-- start SOURCE MATERIAL --

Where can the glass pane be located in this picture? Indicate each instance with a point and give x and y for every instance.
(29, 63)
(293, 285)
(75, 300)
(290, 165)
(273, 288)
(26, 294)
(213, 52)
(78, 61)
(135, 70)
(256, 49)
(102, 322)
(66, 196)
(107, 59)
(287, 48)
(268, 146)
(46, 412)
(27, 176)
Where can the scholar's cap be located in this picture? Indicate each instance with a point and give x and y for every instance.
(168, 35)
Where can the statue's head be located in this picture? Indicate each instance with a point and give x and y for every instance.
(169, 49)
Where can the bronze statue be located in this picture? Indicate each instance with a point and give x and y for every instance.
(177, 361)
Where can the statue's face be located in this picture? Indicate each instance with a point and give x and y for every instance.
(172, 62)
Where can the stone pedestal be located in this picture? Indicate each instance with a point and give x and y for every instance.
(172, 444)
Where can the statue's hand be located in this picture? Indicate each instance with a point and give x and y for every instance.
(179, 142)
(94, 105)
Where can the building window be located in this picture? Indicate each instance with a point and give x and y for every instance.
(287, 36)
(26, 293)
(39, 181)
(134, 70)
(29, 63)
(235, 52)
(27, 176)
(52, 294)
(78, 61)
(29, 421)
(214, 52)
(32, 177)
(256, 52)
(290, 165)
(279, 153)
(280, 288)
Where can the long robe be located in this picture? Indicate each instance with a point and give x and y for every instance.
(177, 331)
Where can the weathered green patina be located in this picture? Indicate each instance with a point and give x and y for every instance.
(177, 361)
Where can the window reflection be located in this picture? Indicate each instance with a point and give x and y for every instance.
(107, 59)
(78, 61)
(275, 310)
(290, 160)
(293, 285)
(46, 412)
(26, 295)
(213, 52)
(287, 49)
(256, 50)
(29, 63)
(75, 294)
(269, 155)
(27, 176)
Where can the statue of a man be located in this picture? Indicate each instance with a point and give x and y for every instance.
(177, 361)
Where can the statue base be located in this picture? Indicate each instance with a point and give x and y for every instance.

-- end SOURCE MATERIAL --

# [WHAT IS BEING ASKED]
Output the lines above as a numbered list, omitting any blank lines.

# [WRITTEN RESPONSE]
1. Where can the glass pane be located in this picture? Indicate each instance with a point and give x and y for every instance.
2. (29, 63)
3. (293, 285)
4. (75, 300)
5. (290, 165)
6. (273, 288)
7. (26, 294)
8. (213, 52)
9. (78, 61)
10. (135, 70)
11. (256, 49)
12. (102, 322)
13. (66, 196)
14. (107, 59)
15. (287, 48)
16. (268, 146)
17. (46, 412)
18. (27, 176)
19. Where can the scholar's cap be located in this picture? Indicate each instance with a point and give x and y for every instance.
20. (168, 35)
21. Where can the statue's head be located in this picture? Indicate each instance with a point and give x and y for every instance.
22. (169, 49)
23. Where can the bronze statue be located in this picture? Indicate each instance with a point and give x and y for every instance.
24. (177, 361)
25. Where can the statue's face be located in this picture? Indicate each instance with a point and give x and y for every instance.
26. (172, 62)
27. Where can the stone pedestal be located in this picture? Indicate each instance with a point and give x and y for every instance.
28. (172, 444)
29. Where can the statue's hand be located in this picture? Indicate each instance with a point and give x and y for every instance.
30. (179, 142)
31. (94, 105)
32. Where can the building window be located in this picture? Indicate each instance with a point and give x and y for every instance.
33. (287, 36)
34. (26, 293)
35. (39, 181)
36. (134, 70)
37. (29, 63)
38. (235, 52)
39. (27, 176)
40. (52, 294)
41. (78, 61)
42. (29, 421)
43. (214, 52)
44. (32, 177)
45. (256, 52)
46. (290, 165)
47. (279, 153)
48. (280, 288)
49. Where can the long robe be located in this picture? Indicate each instance with a point and give x and y for every instance.
50. (177, 331)
51. Where can the weathered green patina be located in this picture? Indicate each instance with a point and give x and y for every instance.
52. (177, 361)
53. Where can the window reflection be located in this picture? Indicate each instance with a point and give x and y for every instance.
54. (107, 59)
55. (78, 61)
56. (275, 310)
57. (290, 160)
58. (293, 285)
59. (46, 412)
60. (26, 295)
61. (213, 52)
62. (287, 49)
63. (256, 50)
64. (29, 63)
65. (75, 294)
66. (269, 155)
67. (27, 176)
68. Where can the statue of a man be located in this picture? Indicate each instance with a point and give x and y for every instance.
69. (177, 361)
70. Where can the statue base be located in this picture? Indicate each instance with a point and give x and y for every instance.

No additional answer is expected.